**Raw data**
┄┄┄┄┄┄┄┄┄┄┄┄┄┄┄┄┄┄┄┄
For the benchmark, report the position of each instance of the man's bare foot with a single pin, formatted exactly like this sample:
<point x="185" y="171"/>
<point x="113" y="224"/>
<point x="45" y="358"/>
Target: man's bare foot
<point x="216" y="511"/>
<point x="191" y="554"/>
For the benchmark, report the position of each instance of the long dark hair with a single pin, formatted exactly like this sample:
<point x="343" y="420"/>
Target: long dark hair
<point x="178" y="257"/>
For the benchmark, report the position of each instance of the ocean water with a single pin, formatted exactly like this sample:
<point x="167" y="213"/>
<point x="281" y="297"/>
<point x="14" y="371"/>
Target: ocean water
┄┄┄┄┄┄┄┄┄┄┄┄┄┄┄┄┄┄┄┄
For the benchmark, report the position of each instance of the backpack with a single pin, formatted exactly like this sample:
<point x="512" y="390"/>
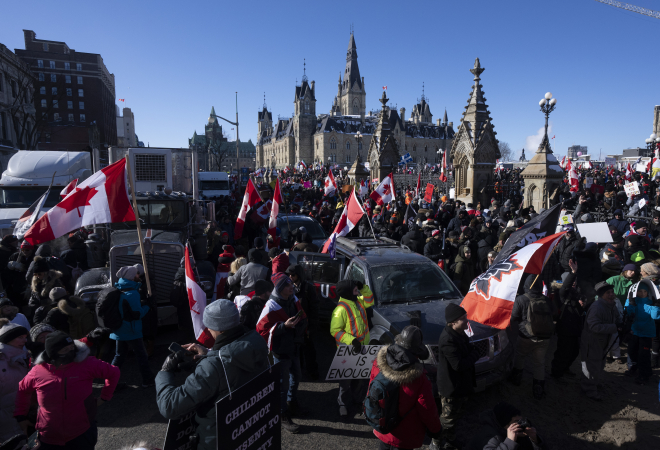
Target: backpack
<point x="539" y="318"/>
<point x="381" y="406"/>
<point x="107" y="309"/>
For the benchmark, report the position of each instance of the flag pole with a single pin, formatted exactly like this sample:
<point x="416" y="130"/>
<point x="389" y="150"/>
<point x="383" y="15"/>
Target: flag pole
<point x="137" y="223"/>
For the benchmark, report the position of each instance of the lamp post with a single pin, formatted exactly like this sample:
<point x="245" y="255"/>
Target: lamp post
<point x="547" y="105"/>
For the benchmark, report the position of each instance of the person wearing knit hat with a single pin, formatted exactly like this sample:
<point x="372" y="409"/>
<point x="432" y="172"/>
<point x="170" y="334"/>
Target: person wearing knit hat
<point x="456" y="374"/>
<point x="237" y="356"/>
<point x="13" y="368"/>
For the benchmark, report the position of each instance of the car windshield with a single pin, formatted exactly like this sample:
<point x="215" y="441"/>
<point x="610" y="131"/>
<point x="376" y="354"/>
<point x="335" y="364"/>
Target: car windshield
┄┄┄┄┄┄┄┄┄┄┄┄┄┄┄┄┄┄┄┄
**Task**
Find every line in the records above that contains the string "bare", and copy each of those lines. Matching is case-sensitive.

**Exercise answer**
For the benchmark, report the position of each instance of the man's bare foot with a single pin, formatted exactly like this sample:
Target: man's bare foot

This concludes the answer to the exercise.